↓
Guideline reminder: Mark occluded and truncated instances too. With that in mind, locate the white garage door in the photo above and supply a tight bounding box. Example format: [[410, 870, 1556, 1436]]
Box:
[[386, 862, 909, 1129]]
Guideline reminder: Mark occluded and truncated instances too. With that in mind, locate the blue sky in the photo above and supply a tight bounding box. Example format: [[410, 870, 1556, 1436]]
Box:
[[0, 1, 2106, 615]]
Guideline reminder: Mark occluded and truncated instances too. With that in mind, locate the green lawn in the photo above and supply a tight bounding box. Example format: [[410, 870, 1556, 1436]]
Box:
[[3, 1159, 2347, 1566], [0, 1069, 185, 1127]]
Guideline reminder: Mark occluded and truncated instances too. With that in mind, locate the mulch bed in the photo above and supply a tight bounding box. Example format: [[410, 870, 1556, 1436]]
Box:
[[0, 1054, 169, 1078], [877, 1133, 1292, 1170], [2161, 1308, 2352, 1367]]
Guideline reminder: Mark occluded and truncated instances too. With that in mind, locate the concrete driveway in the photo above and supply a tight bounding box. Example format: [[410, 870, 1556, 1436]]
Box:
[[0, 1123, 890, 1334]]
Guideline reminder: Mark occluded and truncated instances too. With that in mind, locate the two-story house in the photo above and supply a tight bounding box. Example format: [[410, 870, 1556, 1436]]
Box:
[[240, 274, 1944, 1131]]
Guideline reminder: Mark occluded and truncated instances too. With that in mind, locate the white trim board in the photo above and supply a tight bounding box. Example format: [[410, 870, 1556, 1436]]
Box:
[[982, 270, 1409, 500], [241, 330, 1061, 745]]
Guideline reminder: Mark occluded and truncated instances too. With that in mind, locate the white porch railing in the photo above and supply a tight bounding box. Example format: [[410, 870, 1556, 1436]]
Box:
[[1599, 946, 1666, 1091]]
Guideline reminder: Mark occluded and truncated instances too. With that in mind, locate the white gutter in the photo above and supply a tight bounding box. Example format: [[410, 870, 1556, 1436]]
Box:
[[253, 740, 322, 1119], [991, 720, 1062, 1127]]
↑
WHAT YOU HAVE TO DO »
Write every record out again, unaltered.

TASK ANSWER »
Guideline reminder: Mark occluded and truncated instances too. With that in mind, locate the white garage door in the photo above and supply a tight bounding box. Example format: [[410, 870, 1556, 1436]]
Box:
[[386, 862, 909, 1129]]
Guideline reminder: Mark occluded and truncated instances too. With that in mind, locate the blue sky in the photo above and supply a tight bounding box. Example format: [[410, 870, 1556, 1436]]
Box:
[[0, 1, 2106, 615]]
Guideline reminder: Mark occluded and truncated instances too. With that in mind, locate the green lawn in the photo above and supply a tight bounding box. Example format: [[410, 870, 1556, 1436]]
Box:
[[3, 1159, 2347, 1566], [0, 1069, 185, 1127]]
Guideline reminder: Mark occluded and truncated instances too. With that in mind, locate the mulch bed in the photo above and supply a tight bounding box. Example format: [[410, 870, 1556, 1436]]
Box:
[[0, 1054, 169, 1078], [877, 1133, 1292, 1170], [2161, 1308, 2352, 1367]]
Guideline reminder: Mark occluded and truncated instances too. With that in mind, locate the concrete driveway in the photo above and supply a tight bounding box. Example format: [[410, 870, 1556, 1436]]
Box:
[[0, 1123, 890, 1334]]
Guideline reminder: Mark occluded and truncated instances too. With that in mind, locate the two-story house in the photo above and supply a tight bounding box. Example format: [[410, 870, 1556, 1436]]
Box:
[[240, 274, 1944, 1131]]
Guideline reminder: Mark occluded and truncated instances too. With that in mind, locate the white trim board in the photo above and supply a tight bounding box. Example format: [[410, 870, 1556, 1436]]
Box:
[[982, 270, 1409, 500], [241, 330, 1061, 745]]
Guideline reminder: Mark occluded and truncated instances too. With that in mind, locate the white porch railing in the photo above and supply a tight bounding box. Example format: [[410, 870, 1556, 1436]]
Box:
[[1599, 946, 1666, 1091]]
Guideline reminder: Mark occluded and truncated instances too. With that in mind, locate the white gutter in the photo above and supply a tight bounding box. Example format: [[410, 870, 1556, 1436]]
Box:
[[253, 740, 322, 1119], [991, 720, 1062, 1127]]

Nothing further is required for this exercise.